Collected data.
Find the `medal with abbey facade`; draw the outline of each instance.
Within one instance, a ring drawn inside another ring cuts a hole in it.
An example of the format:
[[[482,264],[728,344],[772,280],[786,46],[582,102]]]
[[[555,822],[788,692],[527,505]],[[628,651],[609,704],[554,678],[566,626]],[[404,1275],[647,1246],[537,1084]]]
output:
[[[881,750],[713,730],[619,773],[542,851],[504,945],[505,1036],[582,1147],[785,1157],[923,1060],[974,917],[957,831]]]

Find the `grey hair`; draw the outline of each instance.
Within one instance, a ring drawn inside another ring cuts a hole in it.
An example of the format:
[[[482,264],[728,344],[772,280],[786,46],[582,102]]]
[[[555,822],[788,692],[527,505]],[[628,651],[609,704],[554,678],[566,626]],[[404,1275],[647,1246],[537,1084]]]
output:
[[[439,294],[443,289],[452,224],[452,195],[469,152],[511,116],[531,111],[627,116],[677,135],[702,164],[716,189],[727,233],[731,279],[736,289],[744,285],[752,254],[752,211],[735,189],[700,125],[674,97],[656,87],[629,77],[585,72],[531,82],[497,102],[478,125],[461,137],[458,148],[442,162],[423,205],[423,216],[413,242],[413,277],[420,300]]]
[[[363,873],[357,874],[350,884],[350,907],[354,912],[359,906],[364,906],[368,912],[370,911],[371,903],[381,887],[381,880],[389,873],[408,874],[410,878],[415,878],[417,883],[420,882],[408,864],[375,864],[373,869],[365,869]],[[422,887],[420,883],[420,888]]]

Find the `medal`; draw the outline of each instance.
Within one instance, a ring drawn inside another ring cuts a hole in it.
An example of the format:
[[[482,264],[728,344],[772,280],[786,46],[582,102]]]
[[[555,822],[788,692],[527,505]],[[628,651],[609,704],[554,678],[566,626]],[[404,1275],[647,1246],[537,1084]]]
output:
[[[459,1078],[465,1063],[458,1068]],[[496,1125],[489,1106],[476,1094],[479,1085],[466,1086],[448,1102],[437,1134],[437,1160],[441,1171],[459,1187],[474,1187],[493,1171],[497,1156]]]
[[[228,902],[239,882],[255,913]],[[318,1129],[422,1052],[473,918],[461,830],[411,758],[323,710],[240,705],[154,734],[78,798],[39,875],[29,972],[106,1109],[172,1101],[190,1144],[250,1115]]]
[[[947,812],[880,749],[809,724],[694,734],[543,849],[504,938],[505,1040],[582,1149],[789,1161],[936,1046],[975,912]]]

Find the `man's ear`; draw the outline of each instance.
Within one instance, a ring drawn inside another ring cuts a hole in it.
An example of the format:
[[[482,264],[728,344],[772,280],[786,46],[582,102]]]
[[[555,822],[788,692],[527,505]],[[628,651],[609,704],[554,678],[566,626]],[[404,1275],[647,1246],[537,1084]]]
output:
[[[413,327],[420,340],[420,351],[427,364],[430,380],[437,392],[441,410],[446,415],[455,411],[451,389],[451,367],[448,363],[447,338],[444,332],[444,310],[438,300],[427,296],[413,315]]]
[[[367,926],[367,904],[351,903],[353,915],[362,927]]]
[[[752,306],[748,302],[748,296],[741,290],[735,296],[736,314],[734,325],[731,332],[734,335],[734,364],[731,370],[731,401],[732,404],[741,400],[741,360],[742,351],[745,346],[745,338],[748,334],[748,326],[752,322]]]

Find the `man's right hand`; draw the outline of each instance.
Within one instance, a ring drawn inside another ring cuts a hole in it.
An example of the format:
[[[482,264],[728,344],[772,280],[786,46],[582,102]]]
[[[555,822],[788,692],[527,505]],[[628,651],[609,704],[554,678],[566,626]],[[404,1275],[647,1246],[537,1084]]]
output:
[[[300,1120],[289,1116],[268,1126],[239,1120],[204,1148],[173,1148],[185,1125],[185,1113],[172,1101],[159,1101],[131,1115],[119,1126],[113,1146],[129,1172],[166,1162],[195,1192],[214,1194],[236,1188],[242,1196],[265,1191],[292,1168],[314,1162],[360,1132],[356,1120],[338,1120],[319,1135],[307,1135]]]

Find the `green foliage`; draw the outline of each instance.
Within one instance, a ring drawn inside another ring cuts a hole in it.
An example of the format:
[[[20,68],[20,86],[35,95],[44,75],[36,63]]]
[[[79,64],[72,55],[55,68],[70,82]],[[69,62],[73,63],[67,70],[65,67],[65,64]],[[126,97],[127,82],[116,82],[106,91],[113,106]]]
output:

YOUR OBJECTIVE. Return all lines from the data that include the string "each".

THE ANSWER.
Find the `medal with abbey facade`; draw the outline of each instance.
Find the `grey hair`; draw the outline of each instance.
Find the `medal`; draw the outline of each instance.
Find the `man's ear`; draw the outline of each instance.
Find the `man's right hand`; draw the outline of each instance.
Find the `green foliage`; draw the outline of each instance.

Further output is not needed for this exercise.